Megachurch pastors, including Osteen, are often adherents of the “word-faith” heresy. These people literally believe that saying what you want to have happen can make it happen. I’m sure all the Christian martyrs simply forgot to pray for God to prevent their brutal murders, right?

Millennial Samantha Bee churchgoers are also known for slacktivism and virtue signaling, behaviors in which saying or demonstrating your approval of a certain politics is supposed to magically accomplish those politics and make them effective in achieving your noble desires.

8. Rejection of Suffering

Speaking of martyrs, neither Bee’s church nor the typical platinum pastor is very much interested in the classic concept of suffering into truth. In the progressive world Bee inhabits, “when somebody hurts, government’s gotta move.” That was a managerial progressive, but same essential belief system. Millennials just transferred the hurt from physical to metaphysical, ratcheting up the religiosity. If anything is wrong anywhere, government should do something. In the progressive mindset there is no limiting principle for government power. The existence of a perceived problem is sufficient justification for government action.

The sofa-laden world of megachurches is little better. Typically the “gospel” preached in such churches whitewashes the blood, sweat, and tears out of real Christianity. The cross is Precious Momentsed. Sacrifice is reduced to financial donations, and missionary work to religious-themed entertainment safaris through the Third World that often harm the intended recipients.

For one megachurch, Jesus is a lottery ticket. For the other, government is.

9. Neither Offers a Real Religion

It should be clear at this point that these two substitutions for God do not and cannot do him justice. None can, of course. Part of the reason progressive politics is never satisfied is because government can not heal what are ultimately existential wounds. Part of the reason megachurches churn through so many people despite the high stadium numbers is the lack of spiritual nourishment they provide despite God’s clear direction for how and what his sheep need.

Government cannot fix sin. It can only partially mitigate it. The classic limiting principle for government in the Western tradition comes directly from religion, when it commands governments as God’s agents to execute justice. Government functions best when it does what it alone can do best, which is execute temporal restraint over evil (that is the only true justice available to broken men, not  “social justice,” which is a frame for attempting to have humans take God’s place to mete out spiritual justice, for which we are very ill-qualified).

Churches function best when they carry out their unique function, which is to preserve the means by which God has promised to provide eternal salvation. When we confuse the comparative roles of government and church, we get not only secular and religious megachurches, but a lot of hurting people roving about for a savior they can never seem to find.

__PROMPT A__: In the passage on megachurches and progressive politics, why does the writer say progressive politics is never satisfied? Answer in one to three sentences.
__PROMPT B__: According to the passage on megachurches and progressive politics, what does the writer say government does best?

__STORED DATA__:
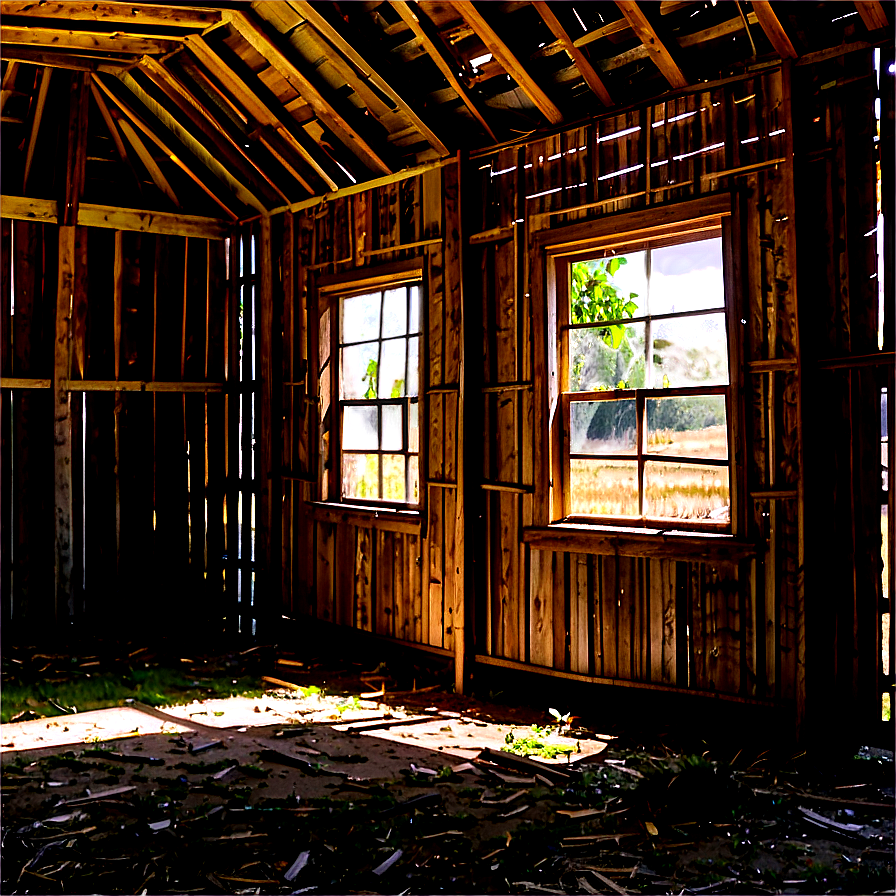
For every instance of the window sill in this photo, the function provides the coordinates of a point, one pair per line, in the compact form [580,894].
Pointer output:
[664,544]
[387,519]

__REPLY A__: The writer says progressive politics is never satisfied partly because government cannot heal wounds that are ultimately existential. It can only partially mitigate sin, not fix it.

__REPLY B__: Government does best at executing temporal restraint over evil.